__Stated task__: Reproduce every item below verbatim, line for line, with no changes.
***
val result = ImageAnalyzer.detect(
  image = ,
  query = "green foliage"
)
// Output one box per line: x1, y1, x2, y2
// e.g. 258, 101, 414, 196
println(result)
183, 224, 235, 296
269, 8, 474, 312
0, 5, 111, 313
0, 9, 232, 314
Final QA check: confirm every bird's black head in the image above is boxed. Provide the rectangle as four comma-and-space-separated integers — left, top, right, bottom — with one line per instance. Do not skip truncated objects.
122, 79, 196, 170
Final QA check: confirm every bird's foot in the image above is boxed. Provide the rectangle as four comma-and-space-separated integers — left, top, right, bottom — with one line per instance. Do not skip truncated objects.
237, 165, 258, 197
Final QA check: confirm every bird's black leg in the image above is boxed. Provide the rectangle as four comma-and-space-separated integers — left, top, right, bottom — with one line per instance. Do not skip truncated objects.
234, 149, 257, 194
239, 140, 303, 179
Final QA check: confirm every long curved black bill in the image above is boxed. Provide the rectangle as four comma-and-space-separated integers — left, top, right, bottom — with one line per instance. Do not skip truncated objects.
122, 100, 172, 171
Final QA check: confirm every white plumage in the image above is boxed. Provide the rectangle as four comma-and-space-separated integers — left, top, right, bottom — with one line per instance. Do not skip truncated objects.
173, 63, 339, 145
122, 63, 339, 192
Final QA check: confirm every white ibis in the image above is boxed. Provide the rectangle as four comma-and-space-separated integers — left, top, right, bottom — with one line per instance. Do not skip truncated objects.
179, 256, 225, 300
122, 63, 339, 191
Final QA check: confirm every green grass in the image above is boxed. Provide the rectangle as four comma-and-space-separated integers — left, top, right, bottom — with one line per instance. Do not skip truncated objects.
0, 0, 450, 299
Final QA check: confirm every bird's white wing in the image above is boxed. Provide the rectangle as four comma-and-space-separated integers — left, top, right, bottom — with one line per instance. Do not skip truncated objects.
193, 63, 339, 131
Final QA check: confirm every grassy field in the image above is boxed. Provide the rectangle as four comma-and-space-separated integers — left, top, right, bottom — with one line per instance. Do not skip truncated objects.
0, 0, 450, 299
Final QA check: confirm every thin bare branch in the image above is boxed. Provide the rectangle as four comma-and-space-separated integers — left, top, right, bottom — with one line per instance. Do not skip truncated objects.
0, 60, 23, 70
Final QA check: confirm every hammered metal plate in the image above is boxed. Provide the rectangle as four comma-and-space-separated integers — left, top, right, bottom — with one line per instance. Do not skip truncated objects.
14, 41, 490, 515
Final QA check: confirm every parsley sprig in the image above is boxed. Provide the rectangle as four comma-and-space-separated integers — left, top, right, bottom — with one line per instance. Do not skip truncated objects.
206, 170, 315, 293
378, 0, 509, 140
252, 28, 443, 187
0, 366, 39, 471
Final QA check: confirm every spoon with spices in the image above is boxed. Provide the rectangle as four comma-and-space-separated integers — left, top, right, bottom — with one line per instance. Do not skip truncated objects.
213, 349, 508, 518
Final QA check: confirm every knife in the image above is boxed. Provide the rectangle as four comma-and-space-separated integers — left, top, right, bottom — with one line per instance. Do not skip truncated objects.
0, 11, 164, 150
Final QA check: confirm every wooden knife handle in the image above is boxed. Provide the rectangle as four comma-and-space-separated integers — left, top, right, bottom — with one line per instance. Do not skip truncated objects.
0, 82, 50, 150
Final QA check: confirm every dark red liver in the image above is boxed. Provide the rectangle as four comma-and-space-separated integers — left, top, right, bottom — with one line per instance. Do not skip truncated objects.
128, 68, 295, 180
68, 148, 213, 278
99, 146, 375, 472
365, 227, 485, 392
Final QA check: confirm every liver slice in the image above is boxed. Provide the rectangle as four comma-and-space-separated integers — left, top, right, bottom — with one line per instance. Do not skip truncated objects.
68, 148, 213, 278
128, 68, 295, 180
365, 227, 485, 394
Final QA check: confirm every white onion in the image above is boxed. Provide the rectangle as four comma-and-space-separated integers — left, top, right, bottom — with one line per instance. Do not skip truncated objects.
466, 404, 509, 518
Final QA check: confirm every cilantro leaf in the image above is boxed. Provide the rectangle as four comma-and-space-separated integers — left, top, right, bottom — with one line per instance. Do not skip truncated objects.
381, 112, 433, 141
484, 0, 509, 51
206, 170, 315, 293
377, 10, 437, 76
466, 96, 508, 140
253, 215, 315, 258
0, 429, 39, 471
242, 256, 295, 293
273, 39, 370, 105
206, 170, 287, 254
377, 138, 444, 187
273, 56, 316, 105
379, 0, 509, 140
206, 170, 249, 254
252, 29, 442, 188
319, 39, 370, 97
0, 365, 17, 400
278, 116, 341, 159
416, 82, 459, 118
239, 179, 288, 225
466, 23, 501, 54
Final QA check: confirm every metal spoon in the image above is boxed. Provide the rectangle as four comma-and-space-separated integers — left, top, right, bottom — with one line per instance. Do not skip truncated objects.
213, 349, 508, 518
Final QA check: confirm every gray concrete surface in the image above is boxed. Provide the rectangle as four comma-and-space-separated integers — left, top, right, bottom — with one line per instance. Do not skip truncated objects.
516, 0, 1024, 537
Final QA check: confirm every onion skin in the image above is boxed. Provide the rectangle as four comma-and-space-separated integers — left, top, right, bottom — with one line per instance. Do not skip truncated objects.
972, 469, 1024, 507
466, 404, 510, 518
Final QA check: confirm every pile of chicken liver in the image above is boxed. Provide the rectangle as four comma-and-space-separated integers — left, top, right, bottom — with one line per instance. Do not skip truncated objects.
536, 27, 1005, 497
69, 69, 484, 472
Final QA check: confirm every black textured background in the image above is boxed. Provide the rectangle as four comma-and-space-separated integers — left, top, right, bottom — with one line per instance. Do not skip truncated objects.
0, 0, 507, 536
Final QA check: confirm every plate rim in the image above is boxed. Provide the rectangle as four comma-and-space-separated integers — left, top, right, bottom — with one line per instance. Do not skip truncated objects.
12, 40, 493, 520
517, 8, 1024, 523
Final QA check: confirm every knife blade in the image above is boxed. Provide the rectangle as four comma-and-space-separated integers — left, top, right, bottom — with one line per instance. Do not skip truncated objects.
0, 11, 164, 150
***
__Exercise result__:
val result = ImageAnalyzer.detect(
  image = ,
  query = "green foliage"
)
// Output one box per line: x1, y1, x2, y2
// e.g. 258, 101, 414, 196
println(result)
183, 224, 235, 296
269, 8, 474, 312
0, 5, 111, 313
0, 9, 232, 314
Final QA check: confirm every bird's black head in the image above is boxed. Provide the rectangle as four comma-and-space-separated integers — left, top, right, bottom — with one line per instance. Do not skip truncated objects.
122, 79, 196, 170
Final QA check: confirm every bird's foot in the image above is boxed. Provide the rectangle as four comma-and-space-separated integers — left, top, right, bottom — with one line per instance. Do not skip truncated objects.
237, 165, 258, 197
Final QA check: confirm every bird's black leg in the image above is boxed. Provide the rectangle as four comma-and-space-separated integers — left, top, right, bottom — with one line per instance. Do not skip truncated objects.
234, 149, 257, 194
239, 140, 303, 179
Final QA check: confirm every long curved black bill in the image above is boxed. Provide the rectangle as four comma-and-space-separated integers — left, top, right, bottom — with one line per instance. Do not skip truncated objects.
122, 100, 172, 171
Final QA check: confirm every white plumage in the image above is boxed. Provide the rectangle as four comma-and-space-separated integers — left, top, right, bottom — with one line per instance. Do not skip truncated objects.
173, 63, 339, 145
122, 63, 339, 192
Final QA check: confirm every white ibis in the image above is boxed. Provide the rectangle as four comma-and-space-separated integers — left, top, right, bottom — with one line per instance. Do not skip truncated objects.
179, 256, 225, 300
122, 63, 339, 191
Final QA check: confirm every green grass in the image above is boxed. Provide the rectangle as four comma-and-space-separated integers — left, top, right, bottom — with one line per instance. Do not skip truncated objects.
0, 0, 450, 299
Final QA check: confirm every bird's white wing in the image above is boxed. Provide the rectangle as four comma-and-space-separated integers — left, top, right, bottom — with one line per instance. Do not skip truncated objects.
193, 63, 339, 131
Final QA check: confirm every grassy field in the image above is boxed. Provide the rectangle as four comma-and-space-separated integers — left, top, right, bottom — with one line per instance. Do not skip truncated objects.
0, 0, 450, 299
Final QA check: confirm every thin bare branch in the image above is boxed. Provide the rectangle as four comma-and-space-separated integers — left, top, right, bottom — with one line per instance. Do not skip truncated objects.
0, 60, 23, 70
Final QA check: confirm every hammered metal plate in the image above is boxed. Provide the rectangle as four comma-and-space-separated integers — left, top, right, bottom — with one line per instance. Do not skip truncated objects.
14, 41, 490, 515
Final QA check: confirm every parsley sprig in the image above is boxed. Provide the rectangle as four comma-and-space-separated integers — left, top, right, bottom — with one line per instance. Do not skip truncated objects.
206, 170, 315, 293
378, 0, 509, 140
252, 28, 443, 187
0, 366, 39, 471
Final QA check: confirm every spoon with spices in the image above is boxed. Provide the rectangle as four comma-and-space-separated integers — left, top, right, bottom — with one line per instance. Do not skip truncated objects.
213, 349, 508, 518
Final QA check: confirm every knife in the image above is boxed. Provide the rectangle as four comma-and-space-separated integers — left, top, right, bottom — with one line per instance. Do not skip truncated objects.
0, 11, 164, 150
Final QA check: confirm every wooden knife handle in the image above is boxed. Provide the rectangle as four comma-and-space-separated integers — left, top, right, bottom — with one line per instance. Do not skip truncated objects.
0, 82, 50, 150
Final QA check: confirm every dark red liver in the image above is boxed. Provide the rectangle as four comma-and-space-separated integers — left, top, right, bottom — with one line per instance. Do not skip truncated objects.
128, 68, 295, 180
68, 148, 213, 278
99, 146, 375, 472
365, 227, 485, 392
Final QA check: confirm every liver slice in the image above is boxed. Provide the rectangle as four comma-and-space-separated integers — left, top, right, bottom — with one line per instance. Do not skip truncated objects.
68, 148, 213, 278
128, 68, 295, 180
365, 227, 485, 394
Final QA check: confirm every white onion in the image above is boxed. Provide the rectangle as four comma-and-space-separated integers — left, top, right, bottom — with one line per instance. Do not skip truncated objects.
466, 404, 509, 518
Final QA check: confirm every cilantro leaf in the image above is boxed. Provide the rectangle as four comma-and-space-separated integers — left, top, right, bottom — with one line per instance. Do not skip truncated objects.
381, 112, 433, 141
484, 0, 509, 51
206, 170, 315, 293
377, 10, 437, 76
466, 96, 508, 140
253, 215, 315, 258
0, 429, 39, 471
242, 256, 295, 293
273, 39, 370, 105
206, 170, 287, 254
377, 138, 444, 187
273, 56, 316, 105
379, 0, 509, 140
206, 170, 249, 254
252, 29, 442, 188
319, 39, 370, 97
0, 365, 17, 400
278, 116, 341, 159
416, 82, 459, 118
239, 179, 288, 225
466, 23, 501, 54
Final QA check: confirm every metal spoon in the image above is boxed. Provide the rectangle as four comma-and-space-separated integers — left, top, right, bottom — with one line per instance. Do not skip truncated objects.
213, 349, 508, 518
Final QA check: confirm every gray concrete surface in the image above is boxed. Provide the rectangle as four comma-and-space-separated integers — left, top, right, bottom — with one line per instance. Do not skip truncated objects.
516, 0, 1024, 537
Final QA check: confirm every onion skin in the image above is boxed. Provide the rectangle as four comma-and-space-separated integers — left, top, right, bottom — with one line per instance. Do not skip truncated objects.
972, 469, 1024, 507
466, 404, 510, 518
Final QA check: confirm every pile of chicken liver in the image above is boxed. Provide the rectangle as four comma-and-space-separated integers — left, top, right, bottom — with one line per instance. Do not skip truncated objects.
536, 27, 1005, 497
69, 69, 484, 472
Final QA check: confirm every black textured background in the image above is boxed. Provide the rectangle as four comma-and-space-separated integers — left, top, right, bottom — with one line per instance. Do not skip truncated objects.
0, 0, 507, 536
Final QA check: confirm every plate rim in the image above is boxed. Provide the rectangle as four comma-and-space-separated integers — left, top, right, bottom — with one line per instance. Do not skip truncated objects.
12, 40, 493, 520
517, 8, 1024, 523
Final QA check: confirm every knife blade in the image above is boxed. Provide the rectangle as four comma-and-space-separated integers — left, top, right, bottom — with one line per instance. Do not skip truncated objects.
0, 11, 164, 150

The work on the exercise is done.